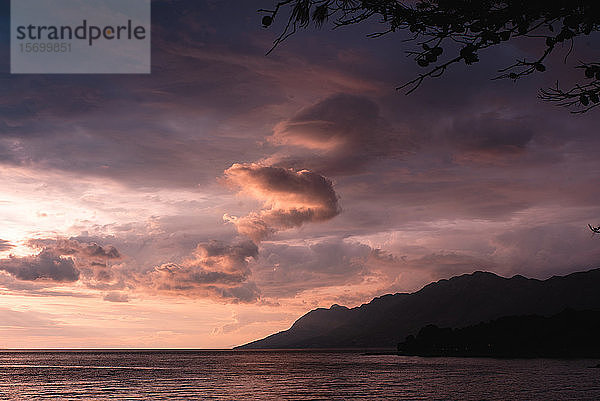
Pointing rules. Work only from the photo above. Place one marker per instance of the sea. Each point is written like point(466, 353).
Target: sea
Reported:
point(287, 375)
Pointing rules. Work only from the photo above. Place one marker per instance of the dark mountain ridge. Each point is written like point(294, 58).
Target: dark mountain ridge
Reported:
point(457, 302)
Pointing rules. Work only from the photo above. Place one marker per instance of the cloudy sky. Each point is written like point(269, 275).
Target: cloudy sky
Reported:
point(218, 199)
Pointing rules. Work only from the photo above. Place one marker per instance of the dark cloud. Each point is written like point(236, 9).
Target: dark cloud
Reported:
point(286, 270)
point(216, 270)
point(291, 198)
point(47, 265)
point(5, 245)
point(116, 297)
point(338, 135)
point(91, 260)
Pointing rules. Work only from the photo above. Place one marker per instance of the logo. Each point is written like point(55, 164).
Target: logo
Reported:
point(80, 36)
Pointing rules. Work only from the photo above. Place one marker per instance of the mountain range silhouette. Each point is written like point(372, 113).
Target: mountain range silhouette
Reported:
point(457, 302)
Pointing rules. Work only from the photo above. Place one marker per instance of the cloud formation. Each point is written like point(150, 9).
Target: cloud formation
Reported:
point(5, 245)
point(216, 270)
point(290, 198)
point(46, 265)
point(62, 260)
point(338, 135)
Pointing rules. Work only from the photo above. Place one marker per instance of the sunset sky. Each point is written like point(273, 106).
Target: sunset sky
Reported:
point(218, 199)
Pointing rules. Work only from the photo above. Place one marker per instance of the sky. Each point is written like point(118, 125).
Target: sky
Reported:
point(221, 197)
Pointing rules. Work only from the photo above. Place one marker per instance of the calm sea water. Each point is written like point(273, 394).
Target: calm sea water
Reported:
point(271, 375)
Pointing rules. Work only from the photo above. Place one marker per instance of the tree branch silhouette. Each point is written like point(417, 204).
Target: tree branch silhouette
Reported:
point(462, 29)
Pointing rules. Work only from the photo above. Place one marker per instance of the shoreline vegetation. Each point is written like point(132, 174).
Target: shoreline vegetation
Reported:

▶ _AIM OF THE TASK_
Write out again every line from the one containing "like point(55, 164)." down to the one containing "point(221, 197)", both included. Multiply each coordinate of the points listed under "Reported:" by 1.9 and round it to a whole number, with halves rounded up. Leave all other text unchanged, including the sample points after "written like".

▶ _IN RESPONSE_
Pointing rules. Work only from the photo above. Place one marker per instance of the logo. Each point is written like point(55, 164).
Target: logo
Reported:
point(152, 68)
Pointing rules. Work only from the photo above. Place one marker per instance of the mountain range silhouette. Each point is written like point(372, 113).
Target: mountain range silhouette
Reported:
point(868, 574)
Pointing rules. Work only from the photo above. Place one marker per instance of the cloud formation. Each point is written like point(150, 9).
Target: cloud formation
Reported:
point(10, 466)
point(410, 513)
point(551, 376)
point(87, 504)
point(118, 494)
point(642, 257)
Pointing rules. Work only from the photo above. Place one marker per instance of the sunset sky. Each point is written like point(273, 106).
Target: sunset sky
Reported:
point(414, 378)
Pointing rules. Work only from the photo above. Place one marker per instance of the sky. Each point is written like point(118, 125).
Target: sky
Reported:
point(420, 374)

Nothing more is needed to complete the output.